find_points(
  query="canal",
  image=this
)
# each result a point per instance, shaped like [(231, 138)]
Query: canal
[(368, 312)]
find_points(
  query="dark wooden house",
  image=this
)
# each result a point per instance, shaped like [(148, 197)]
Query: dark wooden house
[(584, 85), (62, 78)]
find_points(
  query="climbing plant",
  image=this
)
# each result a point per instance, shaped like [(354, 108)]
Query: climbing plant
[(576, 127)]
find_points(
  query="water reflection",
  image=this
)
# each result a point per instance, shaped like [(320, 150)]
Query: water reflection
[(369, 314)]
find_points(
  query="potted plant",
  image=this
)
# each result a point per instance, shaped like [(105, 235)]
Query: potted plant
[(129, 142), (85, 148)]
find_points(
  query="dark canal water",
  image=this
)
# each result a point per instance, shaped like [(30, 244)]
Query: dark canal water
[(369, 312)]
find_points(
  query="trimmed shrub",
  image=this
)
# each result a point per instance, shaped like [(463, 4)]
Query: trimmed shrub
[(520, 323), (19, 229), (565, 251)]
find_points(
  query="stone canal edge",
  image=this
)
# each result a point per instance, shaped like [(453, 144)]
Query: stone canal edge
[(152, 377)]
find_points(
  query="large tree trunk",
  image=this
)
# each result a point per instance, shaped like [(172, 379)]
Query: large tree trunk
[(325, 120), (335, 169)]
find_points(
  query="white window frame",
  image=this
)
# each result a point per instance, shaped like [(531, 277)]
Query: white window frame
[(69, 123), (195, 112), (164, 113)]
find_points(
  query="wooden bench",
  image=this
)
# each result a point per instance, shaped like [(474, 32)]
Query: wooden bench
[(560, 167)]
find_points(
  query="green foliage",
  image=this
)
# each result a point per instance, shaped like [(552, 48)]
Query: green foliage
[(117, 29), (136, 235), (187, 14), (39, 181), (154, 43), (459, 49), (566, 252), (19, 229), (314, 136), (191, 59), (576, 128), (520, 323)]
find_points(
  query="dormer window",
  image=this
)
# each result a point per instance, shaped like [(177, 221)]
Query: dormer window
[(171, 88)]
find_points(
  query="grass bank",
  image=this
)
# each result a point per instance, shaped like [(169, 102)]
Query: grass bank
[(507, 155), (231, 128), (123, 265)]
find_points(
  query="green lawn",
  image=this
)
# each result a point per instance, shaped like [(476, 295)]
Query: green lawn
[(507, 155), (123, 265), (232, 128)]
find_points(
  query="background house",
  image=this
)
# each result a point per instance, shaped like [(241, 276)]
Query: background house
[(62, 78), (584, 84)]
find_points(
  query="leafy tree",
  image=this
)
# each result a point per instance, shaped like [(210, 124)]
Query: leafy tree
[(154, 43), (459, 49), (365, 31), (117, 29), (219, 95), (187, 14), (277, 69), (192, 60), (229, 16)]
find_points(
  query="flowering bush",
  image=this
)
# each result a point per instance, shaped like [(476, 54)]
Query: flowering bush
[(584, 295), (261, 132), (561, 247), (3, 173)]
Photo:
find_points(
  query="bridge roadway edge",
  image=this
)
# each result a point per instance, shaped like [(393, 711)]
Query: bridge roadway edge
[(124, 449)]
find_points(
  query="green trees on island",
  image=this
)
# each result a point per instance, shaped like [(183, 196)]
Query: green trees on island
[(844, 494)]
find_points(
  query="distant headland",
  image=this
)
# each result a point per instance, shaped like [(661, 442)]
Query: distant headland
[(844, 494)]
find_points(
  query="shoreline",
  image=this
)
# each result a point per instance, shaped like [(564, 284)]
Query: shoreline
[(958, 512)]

--

→ To do: Rewrite the records from their first line through the line containing "[(129, 142), (85, 148)]", including the requests, with every coordinate in the answers multiplied by 2.35 and rounded to a whole number, halves up. Keep the requests and their sample coordinates unchanged.

→ Result of this exercise:
find_points(
  query="canal",
  image=this
)
# each result a point per instance, shaped like [(231, 138)]
Query: canal
[(865, 733)]
find_points(
  query="dark wooden house",
  image=this
)
# each result a point per instance, shaped like [(148, 197)]
Query: dark wooden house
[(1372, 200), (146, 183)]
find_points(
  query="climbing plant",
  image=this
)
# each result a point per instance, shaped like [(354, 108)]
Query: climbing plant
[(1354, 298)]
find_points(
  query="water reflection",
  image=this
)
# each result a point per instance, shaped like [(320, 150)]
Query: water reflection
[(867, 738)]
find_points(
  query="potted plant",
  image=this
)
# each result a point per instance, shaped like [(105, 235)]
Query: potted plant
[(303, 334), (200, 348)]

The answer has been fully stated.